Work to do: Before the records below, copy out the lines verbatim, beginning with the line that contains "Test: the pointer marks one pixel per instance of the sky." and ending with the line that contains "x=639 y=154", including both.

Exercise data:
....................
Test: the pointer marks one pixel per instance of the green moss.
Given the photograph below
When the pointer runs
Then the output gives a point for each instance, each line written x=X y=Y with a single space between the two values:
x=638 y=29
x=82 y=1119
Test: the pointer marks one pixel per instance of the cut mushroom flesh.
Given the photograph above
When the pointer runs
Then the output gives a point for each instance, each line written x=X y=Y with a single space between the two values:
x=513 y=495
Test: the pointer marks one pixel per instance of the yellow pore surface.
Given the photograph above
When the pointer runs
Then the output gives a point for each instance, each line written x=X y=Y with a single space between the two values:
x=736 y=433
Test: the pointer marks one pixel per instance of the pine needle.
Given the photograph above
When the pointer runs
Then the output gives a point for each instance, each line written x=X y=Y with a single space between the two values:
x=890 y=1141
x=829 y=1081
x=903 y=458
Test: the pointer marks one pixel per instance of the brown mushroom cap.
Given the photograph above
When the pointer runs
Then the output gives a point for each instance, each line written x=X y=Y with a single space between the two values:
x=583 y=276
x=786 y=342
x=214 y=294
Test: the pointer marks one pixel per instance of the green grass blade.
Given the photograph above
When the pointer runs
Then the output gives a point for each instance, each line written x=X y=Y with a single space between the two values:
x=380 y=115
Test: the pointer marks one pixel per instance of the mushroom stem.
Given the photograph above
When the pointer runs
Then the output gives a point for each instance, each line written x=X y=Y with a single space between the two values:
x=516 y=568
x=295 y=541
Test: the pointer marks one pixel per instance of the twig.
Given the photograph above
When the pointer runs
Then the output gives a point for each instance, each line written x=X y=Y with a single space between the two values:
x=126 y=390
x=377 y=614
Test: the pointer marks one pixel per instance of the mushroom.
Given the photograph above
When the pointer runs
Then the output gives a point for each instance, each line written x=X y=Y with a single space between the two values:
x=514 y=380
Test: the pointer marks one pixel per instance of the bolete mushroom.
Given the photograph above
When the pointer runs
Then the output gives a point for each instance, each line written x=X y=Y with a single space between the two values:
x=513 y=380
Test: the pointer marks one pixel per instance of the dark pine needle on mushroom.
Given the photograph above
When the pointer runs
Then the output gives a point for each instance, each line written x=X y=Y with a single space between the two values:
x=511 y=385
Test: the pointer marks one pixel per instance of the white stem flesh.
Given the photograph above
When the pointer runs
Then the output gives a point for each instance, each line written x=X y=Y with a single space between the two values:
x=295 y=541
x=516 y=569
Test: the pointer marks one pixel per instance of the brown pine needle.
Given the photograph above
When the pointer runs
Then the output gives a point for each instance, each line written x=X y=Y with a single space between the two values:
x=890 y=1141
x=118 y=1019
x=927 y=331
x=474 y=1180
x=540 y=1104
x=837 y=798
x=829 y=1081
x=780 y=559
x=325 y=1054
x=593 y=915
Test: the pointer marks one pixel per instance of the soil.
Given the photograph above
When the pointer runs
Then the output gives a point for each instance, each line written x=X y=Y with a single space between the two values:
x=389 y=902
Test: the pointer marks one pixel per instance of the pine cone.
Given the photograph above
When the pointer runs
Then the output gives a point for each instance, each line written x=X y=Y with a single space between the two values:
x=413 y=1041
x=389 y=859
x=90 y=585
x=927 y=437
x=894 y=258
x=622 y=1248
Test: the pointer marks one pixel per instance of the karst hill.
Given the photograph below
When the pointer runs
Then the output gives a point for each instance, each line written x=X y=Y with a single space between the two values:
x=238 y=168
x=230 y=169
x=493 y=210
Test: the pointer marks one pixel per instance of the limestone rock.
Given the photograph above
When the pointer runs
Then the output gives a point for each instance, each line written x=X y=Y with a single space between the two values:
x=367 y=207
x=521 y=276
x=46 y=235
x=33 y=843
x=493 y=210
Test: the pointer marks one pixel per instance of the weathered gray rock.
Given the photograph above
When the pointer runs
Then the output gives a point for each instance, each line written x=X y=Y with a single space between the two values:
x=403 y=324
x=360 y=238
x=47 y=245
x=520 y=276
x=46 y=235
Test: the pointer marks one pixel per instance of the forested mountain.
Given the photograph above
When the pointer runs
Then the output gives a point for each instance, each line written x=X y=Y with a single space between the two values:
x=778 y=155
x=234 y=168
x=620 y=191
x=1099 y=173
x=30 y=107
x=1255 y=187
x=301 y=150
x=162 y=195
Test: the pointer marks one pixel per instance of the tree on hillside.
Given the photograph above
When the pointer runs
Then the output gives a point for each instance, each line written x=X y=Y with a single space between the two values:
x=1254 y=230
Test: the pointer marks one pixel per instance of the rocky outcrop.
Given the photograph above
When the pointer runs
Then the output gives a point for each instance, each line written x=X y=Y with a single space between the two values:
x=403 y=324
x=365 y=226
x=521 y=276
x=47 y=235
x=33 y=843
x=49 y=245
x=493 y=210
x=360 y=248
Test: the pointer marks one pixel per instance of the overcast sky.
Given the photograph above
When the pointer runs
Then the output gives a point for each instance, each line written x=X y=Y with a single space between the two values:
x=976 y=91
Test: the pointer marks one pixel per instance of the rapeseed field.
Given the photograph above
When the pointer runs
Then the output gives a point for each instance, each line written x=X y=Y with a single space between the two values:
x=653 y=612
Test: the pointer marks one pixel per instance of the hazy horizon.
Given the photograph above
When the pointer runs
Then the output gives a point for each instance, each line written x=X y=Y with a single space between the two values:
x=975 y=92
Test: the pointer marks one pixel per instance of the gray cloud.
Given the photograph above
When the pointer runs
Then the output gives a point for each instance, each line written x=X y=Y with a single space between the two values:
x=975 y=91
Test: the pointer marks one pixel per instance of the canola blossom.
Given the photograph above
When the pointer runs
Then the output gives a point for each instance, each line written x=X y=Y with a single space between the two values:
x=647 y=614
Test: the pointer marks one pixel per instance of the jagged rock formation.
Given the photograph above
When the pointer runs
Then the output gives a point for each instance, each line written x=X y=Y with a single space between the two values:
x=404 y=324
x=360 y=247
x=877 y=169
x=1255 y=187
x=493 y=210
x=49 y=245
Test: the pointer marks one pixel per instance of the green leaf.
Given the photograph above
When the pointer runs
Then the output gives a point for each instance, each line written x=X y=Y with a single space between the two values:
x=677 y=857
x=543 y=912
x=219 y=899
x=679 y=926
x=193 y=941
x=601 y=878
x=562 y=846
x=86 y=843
....................
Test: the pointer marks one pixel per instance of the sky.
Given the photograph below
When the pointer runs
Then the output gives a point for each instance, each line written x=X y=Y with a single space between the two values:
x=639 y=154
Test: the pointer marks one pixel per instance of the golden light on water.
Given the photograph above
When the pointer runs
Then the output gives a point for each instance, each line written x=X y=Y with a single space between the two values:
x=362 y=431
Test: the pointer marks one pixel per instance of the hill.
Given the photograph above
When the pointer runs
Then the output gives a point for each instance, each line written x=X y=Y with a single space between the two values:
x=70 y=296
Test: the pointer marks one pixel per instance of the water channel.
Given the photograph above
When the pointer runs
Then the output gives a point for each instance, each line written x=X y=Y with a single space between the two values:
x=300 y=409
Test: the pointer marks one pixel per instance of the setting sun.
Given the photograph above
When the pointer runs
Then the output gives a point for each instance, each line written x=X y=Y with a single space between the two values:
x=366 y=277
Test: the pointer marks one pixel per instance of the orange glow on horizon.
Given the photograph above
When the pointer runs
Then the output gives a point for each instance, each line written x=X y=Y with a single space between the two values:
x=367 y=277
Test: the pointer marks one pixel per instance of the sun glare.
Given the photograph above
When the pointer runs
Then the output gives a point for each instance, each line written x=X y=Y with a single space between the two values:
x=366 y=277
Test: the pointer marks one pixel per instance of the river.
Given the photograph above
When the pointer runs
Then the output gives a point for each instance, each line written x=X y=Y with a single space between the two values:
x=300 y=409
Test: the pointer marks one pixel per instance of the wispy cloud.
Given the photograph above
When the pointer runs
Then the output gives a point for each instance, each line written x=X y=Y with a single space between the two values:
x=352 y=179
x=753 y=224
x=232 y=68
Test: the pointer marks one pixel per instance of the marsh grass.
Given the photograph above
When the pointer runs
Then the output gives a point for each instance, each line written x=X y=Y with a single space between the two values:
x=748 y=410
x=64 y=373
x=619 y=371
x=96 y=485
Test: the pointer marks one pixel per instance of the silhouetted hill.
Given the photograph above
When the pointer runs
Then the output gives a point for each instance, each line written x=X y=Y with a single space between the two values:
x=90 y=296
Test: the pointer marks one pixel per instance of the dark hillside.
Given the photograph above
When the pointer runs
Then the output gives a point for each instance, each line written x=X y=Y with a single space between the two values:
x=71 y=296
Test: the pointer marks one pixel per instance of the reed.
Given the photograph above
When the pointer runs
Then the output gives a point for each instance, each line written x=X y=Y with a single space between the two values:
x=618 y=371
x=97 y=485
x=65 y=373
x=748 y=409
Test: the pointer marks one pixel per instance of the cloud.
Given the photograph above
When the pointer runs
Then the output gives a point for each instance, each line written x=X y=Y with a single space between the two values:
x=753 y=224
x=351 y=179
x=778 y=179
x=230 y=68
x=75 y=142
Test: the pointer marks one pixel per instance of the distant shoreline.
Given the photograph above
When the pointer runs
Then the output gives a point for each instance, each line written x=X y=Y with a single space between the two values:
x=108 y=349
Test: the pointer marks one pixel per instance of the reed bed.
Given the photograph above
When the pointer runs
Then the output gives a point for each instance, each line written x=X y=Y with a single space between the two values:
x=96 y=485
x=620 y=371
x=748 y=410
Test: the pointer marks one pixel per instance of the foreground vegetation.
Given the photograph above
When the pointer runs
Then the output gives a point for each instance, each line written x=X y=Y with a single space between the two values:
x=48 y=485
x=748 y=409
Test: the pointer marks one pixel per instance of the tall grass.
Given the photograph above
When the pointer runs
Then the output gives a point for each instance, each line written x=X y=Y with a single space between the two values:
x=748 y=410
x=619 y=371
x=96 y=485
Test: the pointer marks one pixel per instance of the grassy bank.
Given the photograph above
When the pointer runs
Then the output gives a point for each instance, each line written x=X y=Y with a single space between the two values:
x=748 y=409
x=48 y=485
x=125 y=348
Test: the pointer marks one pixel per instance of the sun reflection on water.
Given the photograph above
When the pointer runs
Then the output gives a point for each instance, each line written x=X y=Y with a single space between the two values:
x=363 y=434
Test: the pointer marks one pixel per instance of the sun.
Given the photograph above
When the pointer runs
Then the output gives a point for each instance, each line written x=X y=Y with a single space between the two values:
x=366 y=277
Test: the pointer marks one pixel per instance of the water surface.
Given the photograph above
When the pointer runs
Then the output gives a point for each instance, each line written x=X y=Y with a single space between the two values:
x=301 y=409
....................
Solved problem:
Test: the pointer marks one pixel per instance of the sky.
Given the photograph below
When the pointer runs
Then the output gives a point for each instance, each line written x=X y=Y with a single space between the two values:
x=639 y=154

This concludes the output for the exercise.